Goal:
Rewrite each of the records below with "fishing reel" swapped for "spinning reel" and everything else kept the same. Leave out the pictures.

***

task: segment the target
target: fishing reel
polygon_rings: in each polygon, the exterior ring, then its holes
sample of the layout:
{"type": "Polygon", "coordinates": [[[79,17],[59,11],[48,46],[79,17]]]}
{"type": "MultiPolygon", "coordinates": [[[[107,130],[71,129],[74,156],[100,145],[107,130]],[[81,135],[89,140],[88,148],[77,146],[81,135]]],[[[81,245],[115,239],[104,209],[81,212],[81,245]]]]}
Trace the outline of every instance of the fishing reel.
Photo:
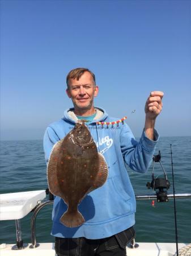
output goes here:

***

Result for this exercise:
task: segment the target
target: spinning reel
polygon_rings: in each polygon, the exterior ring, then its holes
sample of the layout:
{"type": "Polygon", "coordinates": [[[79,17],[59,11],[48,46],[79,17]]]}
{"type": "MultiPolygon", "coordinates": [[[[107,130],[71,129],[74,156],[100,145],[107,130]],[[81,135],[89,140],[88,148],[77,146],[81,135]]],[[[81,245],[115,239],[104,209],[81,212],[81,245]]]]}
Trace the outline of every instance of the spinning reel.
Photo:
output goes here:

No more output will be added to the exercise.